*Passage provided*:
The Newsroom seemed to be the love it or, well, not love it show of last season, with critics split over the world of the fictional ACN television news network.
Accolades for the talented cast (Jeff Daniels, Emily Mortimer, Sam Waterston, Dev Patel) abounded, but so did gripes about the portrayal of woman and creator Aaron Sorkin’s own ego.
The second season kicks off tonight and while anchor Will McAvoy (Daniels) works on getting himself out of some hot water, viewers will undoubtedly be looking to the love triangle of Don (Thomas Sadoski), Maggie (Alison Pill) and Jim (John Gallagher, Jr.) to see where it’s heading this year.
I jumped on the phone with Sadoski to chat about where we find Don on The Newsroom Season 2 premiere as well as who, if Maggie – or Sloan (Olivia Munn) for that matter – doesn’t work out, who he’d like to see Don have some sexy screen time with... it definitely wasn’t who I would’ve guessed!
TVF: Talk to me about the new season and let’s just dive right into the Don/Maggie/Jim triangle.
TS: We start out pretty much right after the first season ends. Don and Maggie are cohabitating and they’re trying to make that relationship work in spite of the fact that there is quite a bit of information and things that have happened that Don is not aware of in regards to Maggie and Jim’s relationship. That development, that change in Maggie and Jim’s relationship has taken a toll on Jim, that there’s been a change in what that relationship is now and it’s costing him something.

*Data to process*:
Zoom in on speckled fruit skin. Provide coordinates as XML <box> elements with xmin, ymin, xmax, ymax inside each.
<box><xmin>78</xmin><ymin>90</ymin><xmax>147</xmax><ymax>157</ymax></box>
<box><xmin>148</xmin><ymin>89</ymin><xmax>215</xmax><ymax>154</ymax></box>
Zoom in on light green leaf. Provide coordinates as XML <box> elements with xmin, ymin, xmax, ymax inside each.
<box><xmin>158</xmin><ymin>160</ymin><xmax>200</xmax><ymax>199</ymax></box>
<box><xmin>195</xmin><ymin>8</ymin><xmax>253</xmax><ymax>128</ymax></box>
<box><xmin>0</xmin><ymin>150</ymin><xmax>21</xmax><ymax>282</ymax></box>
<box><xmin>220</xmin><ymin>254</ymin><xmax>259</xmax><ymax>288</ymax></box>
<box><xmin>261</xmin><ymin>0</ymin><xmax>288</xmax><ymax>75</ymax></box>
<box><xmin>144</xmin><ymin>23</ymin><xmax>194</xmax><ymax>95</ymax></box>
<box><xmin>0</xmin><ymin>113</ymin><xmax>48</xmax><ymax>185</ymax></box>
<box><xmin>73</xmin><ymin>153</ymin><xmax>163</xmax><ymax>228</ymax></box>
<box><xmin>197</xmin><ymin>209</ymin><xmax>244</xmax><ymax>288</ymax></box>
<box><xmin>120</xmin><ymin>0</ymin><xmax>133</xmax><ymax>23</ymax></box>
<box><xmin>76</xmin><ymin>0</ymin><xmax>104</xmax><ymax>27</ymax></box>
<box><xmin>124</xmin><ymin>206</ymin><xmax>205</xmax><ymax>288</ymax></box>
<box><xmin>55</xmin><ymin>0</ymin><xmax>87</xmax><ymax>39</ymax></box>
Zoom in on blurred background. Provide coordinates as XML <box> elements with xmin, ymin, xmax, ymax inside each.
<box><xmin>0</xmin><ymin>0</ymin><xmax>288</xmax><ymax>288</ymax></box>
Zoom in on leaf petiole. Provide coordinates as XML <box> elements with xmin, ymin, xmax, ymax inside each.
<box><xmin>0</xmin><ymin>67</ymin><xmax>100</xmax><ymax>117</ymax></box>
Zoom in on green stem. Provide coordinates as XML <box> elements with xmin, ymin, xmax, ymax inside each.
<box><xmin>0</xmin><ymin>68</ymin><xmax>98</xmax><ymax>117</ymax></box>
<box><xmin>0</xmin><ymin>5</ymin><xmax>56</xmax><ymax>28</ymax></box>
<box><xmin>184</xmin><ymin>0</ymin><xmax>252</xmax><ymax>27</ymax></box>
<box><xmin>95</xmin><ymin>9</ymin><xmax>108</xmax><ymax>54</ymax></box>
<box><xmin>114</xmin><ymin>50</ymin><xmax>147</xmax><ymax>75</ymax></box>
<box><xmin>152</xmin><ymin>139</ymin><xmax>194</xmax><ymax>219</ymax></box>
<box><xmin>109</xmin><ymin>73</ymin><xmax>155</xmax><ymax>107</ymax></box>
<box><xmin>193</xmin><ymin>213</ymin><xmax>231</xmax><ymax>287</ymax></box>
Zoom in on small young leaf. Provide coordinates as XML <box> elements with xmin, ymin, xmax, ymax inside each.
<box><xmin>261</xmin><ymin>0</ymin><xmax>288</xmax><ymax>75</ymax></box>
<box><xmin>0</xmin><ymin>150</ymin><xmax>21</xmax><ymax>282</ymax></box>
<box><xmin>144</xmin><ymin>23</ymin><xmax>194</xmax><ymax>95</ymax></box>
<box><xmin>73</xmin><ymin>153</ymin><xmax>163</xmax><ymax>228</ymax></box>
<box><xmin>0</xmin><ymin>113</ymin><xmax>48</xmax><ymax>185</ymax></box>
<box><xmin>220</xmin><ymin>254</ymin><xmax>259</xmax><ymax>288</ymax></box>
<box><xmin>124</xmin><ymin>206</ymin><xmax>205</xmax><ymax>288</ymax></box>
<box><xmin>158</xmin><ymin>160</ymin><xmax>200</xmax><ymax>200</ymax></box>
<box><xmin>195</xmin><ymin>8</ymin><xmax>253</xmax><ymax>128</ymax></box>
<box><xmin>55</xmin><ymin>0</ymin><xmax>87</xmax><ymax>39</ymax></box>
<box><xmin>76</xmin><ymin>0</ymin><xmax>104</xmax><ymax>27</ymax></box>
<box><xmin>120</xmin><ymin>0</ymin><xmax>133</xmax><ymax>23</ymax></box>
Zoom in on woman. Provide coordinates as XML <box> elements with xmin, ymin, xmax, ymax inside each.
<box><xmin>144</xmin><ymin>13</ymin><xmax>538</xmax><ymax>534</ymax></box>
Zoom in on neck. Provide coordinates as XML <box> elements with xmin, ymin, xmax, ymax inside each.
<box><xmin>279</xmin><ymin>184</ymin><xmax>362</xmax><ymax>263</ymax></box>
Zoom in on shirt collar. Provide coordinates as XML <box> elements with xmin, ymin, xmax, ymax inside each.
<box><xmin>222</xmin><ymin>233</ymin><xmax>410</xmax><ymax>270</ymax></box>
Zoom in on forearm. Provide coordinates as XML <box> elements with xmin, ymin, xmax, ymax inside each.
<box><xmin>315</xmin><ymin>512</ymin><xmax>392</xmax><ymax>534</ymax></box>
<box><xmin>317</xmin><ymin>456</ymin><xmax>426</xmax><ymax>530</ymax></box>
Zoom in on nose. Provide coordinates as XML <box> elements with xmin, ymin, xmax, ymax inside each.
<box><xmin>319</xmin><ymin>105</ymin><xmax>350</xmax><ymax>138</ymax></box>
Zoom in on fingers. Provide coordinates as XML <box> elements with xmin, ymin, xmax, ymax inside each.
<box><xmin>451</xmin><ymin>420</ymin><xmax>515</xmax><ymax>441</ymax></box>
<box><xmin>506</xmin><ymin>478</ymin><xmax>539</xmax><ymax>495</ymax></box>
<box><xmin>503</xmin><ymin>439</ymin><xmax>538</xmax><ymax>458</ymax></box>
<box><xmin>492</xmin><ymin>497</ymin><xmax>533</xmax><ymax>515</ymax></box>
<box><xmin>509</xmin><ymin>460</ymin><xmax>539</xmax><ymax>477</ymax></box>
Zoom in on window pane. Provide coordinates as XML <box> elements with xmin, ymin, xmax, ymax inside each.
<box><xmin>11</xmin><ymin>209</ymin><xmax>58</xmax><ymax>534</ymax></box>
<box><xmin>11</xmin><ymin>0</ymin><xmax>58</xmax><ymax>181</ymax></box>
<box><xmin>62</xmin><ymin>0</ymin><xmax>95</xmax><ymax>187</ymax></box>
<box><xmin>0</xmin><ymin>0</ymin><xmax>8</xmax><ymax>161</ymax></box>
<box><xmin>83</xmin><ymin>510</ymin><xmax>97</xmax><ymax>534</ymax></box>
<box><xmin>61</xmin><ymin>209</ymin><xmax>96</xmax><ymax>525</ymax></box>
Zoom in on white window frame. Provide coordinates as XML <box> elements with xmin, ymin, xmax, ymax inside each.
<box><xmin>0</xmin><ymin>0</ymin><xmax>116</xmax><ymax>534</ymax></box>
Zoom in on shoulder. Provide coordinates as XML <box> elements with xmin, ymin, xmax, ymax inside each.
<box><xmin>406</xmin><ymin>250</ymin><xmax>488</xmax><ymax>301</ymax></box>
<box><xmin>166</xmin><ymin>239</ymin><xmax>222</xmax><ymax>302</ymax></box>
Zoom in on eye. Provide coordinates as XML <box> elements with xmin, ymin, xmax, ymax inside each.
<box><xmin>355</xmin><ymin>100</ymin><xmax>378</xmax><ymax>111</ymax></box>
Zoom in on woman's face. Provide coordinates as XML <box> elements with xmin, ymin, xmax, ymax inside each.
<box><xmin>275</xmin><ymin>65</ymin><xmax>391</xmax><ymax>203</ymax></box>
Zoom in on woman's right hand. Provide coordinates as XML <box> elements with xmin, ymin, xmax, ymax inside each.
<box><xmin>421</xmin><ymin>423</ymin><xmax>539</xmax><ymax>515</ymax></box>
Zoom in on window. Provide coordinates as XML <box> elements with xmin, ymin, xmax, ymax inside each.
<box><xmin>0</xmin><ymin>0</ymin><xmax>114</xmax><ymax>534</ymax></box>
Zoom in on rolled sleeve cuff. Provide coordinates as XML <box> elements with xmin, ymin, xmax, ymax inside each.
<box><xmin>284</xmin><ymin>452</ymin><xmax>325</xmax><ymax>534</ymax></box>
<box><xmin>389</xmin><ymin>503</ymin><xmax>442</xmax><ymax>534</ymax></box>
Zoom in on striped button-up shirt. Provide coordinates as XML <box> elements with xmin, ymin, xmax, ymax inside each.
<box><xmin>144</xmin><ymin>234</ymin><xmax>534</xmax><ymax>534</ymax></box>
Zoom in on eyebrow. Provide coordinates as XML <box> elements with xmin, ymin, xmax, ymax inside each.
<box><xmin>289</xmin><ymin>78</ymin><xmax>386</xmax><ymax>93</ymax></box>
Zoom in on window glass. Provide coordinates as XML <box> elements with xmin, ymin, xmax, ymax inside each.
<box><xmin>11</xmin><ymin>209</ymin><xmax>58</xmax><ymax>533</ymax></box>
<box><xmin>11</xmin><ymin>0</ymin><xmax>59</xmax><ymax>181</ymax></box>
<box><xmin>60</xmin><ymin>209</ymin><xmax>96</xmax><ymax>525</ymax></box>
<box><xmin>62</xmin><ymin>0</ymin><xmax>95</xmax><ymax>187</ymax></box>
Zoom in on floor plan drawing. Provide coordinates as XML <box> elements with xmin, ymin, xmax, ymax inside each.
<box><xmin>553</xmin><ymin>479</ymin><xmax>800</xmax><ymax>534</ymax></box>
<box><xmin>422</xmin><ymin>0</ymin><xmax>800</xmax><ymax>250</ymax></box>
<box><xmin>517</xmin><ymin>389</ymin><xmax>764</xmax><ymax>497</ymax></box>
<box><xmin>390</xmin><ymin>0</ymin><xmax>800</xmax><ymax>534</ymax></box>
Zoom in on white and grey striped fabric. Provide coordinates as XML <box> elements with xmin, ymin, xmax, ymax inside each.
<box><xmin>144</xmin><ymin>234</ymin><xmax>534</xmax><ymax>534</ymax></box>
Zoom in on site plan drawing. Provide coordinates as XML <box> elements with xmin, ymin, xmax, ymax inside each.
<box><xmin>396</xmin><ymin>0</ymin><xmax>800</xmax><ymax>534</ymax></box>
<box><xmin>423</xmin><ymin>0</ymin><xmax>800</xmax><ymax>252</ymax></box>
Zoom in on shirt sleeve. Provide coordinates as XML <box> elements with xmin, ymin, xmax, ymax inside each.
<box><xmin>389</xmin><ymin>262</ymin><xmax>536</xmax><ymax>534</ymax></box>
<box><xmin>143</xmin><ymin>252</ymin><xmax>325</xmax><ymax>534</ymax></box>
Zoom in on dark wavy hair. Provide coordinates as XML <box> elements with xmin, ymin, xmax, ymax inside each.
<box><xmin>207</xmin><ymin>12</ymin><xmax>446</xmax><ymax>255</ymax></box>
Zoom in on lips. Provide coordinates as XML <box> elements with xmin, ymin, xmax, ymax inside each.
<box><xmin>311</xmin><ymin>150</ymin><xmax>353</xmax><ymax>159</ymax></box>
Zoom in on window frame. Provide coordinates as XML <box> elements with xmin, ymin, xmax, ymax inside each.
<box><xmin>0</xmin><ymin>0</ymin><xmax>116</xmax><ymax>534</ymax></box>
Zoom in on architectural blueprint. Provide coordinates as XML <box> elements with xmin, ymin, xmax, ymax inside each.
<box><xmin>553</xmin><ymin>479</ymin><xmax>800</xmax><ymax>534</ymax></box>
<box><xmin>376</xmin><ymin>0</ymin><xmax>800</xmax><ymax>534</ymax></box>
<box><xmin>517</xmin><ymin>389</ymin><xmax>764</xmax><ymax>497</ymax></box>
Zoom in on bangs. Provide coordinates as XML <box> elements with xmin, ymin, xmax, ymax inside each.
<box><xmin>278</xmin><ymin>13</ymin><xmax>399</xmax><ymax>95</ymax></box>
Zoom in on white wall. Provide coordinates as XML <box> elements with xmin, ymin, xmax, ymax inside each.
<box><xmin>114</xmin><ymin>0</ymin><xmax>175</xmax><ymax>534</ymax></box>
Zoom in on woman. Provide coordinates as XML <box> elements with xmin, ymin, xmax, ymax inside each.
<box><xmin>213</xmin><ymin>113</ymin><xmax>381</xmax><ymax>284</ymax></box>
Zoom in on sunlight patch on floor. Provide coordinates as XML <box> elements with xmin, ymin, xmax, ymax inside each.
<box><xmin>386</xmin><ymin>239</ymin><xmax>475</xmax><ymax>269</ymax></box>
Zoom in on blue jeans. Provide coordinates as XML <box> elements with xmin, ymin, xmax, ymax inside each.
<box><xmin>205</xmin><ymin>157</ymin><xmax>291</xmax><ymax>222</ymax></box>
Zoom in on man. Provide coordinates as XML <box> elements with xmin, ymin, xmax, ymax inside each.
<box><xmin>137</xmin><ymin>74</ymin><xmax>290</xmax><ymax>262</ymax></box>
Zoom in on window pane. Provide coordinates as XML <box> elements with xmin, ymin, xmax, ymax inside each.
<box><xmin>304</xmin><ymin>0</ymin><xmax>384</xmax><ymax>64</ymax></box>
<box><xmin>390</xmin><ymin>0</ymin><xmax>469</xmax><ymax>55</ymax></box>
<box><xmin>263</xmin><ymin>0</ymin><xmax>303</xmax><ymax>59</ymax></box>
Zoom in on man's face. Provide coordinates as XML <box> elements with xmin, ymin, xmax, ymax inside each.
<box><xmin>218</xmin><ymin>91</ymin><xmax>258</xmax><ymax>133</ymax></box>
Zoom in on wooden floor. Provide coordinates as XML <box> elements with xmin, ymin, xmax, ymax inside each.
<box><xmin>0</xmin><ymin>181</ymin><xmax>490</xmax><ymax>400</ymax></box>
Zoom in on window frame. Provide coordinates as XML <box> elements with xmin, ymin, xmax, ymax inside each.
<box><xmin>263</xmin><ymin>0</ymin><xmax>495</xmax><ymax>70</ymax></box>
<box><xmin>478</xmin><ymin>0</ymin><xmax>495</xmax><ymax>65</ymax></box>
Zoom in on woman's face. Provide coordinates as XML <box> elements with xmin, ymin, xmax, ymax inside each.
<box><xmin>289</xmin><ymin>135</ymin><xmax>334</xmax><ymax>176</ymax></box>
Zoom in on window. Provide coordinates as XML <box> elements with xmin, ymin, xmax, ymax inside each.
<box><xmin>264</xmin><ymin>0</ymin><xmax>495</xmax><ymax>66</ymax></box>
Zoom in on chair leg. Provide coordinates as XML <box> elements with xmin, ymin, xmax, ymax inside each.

*Written tasks*:
(a) In the Newsroom interview, which actress plays Maggie?
(b) Please locate each line in the entries that contains the word "sleeve" and copy it.
The entries bear no relation to the Newsroom interview.

*Responses*:
(a) Alison Pill.

(b)
Zoom in on rolled sleeve cuff. Provide coordinates as XML <box> elements with xmin, ymin, xmax, ymax inside each.
Zoom in on shirt sleeve. Provide coordinates as XML <box> elements with xmin, ymin, xmax, ymax inside each.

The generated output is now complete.